### PROVIDED PASSAGE:
======

Funk v. United States

Decision Date11 December 1933
Docket NumberNo. 394,394
Citation290 U.S. 371,93 A.L.R. 1136,54 S.Ct. 212,78 L.Ed. 369
PartiesFUNK v. UNITED STATES
CourtU.S. Supreme Court

[Syllabus from 372 intentionally omitted] Messrs. John W. Carter, Jr., of Danville, Va., and Charles A. Hammer, of Harrisonburg, Va., for petitioner.

The Attorney General and Mr. Angus D. MacLean, Asst. Sol. Gen., of Washington, D.C., for the United States.

Mr. Justice SUTHERLAND delivered the opinion of the Court.

The sole inquiry to be made in this case is whether in a federal court the wife of the defendant on trial for a criminal offense is a competent witness in his behalf. Her competency to testify against him is not involved.

The petitioner was twice tried and convicted in a federal District Court upon an indictment for conspiracy to violate the prohibition law. His conviction on the first trial was reversed by the Circuit Court of Appeals upon a ground not material here. 46 F.(2d) 417. Upon the second trial, as upon the first, defendant called his wife to testify in his behalf. At both trials she was excluded upon the ground of incompetency. The Circuit Court of Appeals sustained this ruling upon the first appeal, and also upon the appeal which followed the second trial. 66 F.(2d) 70. We granted certiorari, limited to the question as to what law is applicable to the determination of the competency of the wife of the petitioner as a witness.

Both the petitioner and the government, in presenting the case here, put their chief reliance on prior decisions of this court. The government relies on United States v. Reid, 12 How. 361, 13 L.Ed. 1023; Logan v. United States, 144 U.S. 263, 12 S.Ct. 617, 36 L.Ed. 429; Hendrix v. United States, 219 U.S. 79, 31 S.Ct. 193, 196, 55 L.Ed. 102; and Jin Fuey Moy v. United States, 254 U.S. 189, 41 S.Ct. 98, 65 L.Ed. 214. Petitioner contends that these cases, if not directly contrary to the decisions in Benson v. United States, 146 U.S. 325, 13 S.Ct. 60, 36 L.Ed. 991, and Rosen v. United States, 245 U.S. 467, 38 S.Ct. 148, 150, 62 L.Ed. 406, are so in principle. We shall first briefly review these cases, with the exception of the Hendrix Case and the Jin Fuey Moy Case, which we leave for consideration until a later point in this opinion.

======

### DATASET ENTRIES:
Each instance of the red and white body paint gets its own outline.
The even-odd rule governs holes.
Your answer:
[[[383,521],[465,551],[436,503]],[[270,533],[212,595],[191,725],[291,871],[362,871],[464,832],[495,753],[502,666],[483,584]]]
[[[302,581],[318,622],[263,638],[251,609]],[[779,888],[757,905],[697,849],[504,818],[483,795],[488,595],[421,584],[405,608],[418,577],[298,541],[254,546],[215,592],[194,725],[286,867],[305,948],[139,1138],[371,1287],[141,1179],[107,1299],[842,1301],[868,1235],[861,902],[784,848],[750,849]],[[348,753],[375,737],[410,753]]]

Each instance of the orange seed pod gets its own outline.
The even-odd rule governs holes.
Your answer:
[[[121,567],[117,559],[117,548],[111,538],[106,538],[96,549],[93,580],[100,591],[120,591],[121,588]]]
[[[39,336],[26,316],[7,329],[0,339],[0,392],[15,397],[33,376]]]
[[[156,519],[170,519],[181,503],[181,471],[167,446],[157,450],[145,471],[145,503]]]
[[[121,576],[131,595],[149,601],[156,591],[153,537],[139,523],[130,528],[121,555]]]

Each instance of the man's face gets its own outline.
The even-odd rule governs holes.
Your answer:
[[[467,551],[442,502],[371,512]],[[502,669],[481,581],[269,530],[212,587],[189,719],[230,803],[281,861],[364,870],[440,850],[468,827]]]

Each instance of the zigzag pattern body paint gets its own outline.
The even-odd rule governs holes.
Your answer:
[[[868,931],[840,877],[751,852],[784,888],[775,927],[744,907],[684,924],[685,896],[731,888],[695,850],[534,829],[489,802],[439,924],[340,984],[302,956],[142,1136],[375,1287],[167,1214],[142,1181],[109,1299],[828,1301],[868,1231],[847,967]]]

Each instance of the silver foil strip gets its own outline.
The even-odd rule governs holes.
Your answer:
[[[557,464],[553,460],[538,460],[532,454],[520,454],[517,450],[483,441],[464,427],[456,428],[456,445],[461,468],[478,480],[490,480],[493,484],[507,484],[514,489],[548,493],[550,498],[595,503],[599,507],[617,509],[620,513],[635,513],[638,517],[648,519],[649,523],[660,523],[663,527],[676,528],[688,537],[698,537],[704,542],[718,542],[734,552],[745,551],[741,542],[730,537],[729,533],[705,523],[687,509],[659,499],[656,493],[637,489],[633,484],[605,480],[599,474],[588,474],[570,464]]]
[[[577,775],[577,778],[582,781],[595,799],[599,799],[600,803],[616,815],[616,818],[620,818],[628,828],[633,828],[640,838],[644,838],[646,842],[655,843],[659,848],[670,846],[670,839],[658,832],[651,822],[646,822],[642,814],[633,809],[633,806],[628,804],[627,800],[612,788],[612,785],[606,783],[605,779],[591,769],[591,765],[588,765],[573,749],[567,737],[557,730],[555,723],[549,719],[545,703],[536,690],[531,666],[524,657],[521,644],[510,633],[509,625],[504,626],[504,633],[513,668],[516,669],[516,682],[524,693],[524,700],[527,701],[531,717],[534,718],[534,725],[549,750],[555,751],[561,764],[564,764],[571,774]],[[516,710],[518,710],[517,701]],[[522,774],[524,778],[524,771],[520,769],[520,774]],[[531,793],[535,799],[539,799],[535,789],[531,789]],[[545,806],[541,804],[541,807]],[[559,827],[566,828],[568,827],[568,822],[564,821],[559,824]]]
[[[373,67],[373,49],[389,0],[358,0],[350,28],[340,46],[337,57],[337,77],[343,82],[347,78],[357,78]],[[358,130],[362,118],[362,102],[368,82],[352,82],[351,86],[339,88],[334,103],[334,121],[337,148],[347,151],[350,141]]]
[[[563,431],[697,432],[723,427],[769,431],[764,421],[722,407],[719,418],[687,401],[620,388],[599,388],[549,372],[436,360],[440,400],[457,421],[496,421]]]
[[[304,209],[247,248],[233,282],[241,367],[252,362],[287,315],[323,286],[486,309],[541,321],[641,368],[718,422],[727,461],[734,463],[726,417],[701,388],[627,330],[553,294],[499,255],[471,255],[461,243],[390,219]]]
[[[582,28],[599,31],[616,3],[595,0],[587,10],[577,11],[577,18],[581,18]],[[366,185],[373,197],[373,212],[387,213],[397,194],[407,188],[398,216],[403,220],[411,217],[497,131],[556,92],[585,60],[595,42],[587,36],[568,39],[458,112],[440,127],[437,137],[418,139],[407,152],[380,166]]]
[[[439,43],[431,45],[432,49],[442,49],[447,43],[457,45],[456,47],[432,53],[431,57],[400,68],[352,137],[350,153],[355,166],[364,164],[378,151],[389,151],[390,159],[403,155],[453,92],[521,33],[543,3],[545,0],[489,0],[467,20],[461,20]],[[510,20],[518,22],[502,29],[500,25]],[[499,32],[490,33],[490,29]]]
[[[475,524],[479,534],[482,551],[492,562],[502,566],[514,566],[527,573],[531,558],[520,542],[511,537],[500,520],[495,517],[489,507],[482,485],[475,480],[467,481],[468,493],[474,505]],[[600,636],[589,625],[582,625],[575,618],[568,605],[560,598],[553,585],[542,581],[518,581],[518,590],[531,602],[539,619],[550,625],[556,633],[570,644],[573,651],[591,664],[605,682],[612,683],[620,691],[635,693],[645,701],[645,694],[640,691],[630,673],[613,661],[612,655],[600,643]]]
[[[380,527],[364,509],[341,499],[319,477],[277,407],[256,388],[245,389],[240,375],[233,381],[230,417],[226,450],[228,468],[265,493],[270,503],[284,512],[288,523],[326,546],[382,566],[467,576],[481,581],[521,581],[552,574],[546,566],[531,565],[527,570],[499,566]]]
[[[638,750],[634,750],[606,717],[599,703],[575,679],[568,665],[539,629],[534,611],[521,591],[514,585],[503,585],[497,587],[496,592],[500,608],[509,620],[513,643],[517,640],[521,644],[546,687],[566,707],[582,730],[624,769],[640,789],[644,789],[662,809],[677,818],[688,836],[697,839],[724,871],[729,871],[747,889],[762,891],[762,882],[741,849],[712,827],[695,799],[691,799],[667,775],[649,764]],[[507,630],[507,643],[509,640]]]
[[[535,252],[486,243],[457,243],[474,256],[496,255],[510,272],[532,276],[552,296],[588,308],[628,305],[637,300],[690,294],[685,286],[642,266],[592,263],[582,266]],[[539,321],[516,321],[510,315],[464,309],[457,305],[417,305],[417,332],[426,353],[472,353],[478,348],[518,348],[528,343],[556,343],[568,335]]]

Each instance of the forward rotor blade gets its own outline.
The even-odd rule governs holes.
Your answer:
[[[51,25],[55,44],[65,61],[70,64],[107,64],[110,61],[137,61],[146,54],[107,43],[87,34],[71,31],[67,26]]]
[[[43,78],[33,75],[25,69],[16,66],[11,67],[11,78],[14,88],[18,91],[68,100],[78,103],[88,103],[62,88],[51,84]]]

======

### TASKS TO CARRY OUT:
A - For each statement, say whether it agrees with the Funk v. United States opinion, answering yes or no and quoting the words of the opinion that decide it. (i) The petitioner was tried and convicted twice in a federal District Court. (ii) The wife's competency to testify against her husband is at issue in the case. (iii) The wife was allowed to testify at the second trial.
B - Reproduce word for word the passage of the Funk v. United States opinion from "Both the petitioner" to "in this opinion.".

### ANSWERS TO THE PROBLEMS:
A -
(i) Yes: "The petitioner was twice tried and convicted in a federal District Court upon an indictment for conspiracy to violate the prohibition law."
(ii) No: "Her competency to testify against him is not involved."
(iii) No: "At both trials she was excluded upon the ground of incompetency."

B -
Both the petitioner and the government, in presenting the case here, put their chief reliance on prior decisions of this court. The government relies on United States v. Reid, 12 How. 361, 13 L.Ed. 1023; Logan v. United States, 144 U.S. 263, 12 S.Ct. 617, 36 L.Ed. 429; Hendrix v. United States, 219 U.S. 79, 31 S.Ct. 193, 196, 55 L.Ed. 102; and Jin Fuey Moy v. United States, 254 U.S. 189, 41 S.Ct. 98, 65 L.Ed. 214. Petitioner contends that these cases, if not directly contrary to the decisions in Benson v. United States, 146 U.S. 325, 13 S.Ct. 60, 36 L.Ed. 991, and Rosen v. United States, 245 U.S. 467, 38 S.Ct. 148, 150, 62 L.Ed. 406, are so in principle. We shall first briefly review these cases, with the exception of the Hendrix Case and the Jin Fuey Moy Case, which we leave for consideration until a later point in this opinion.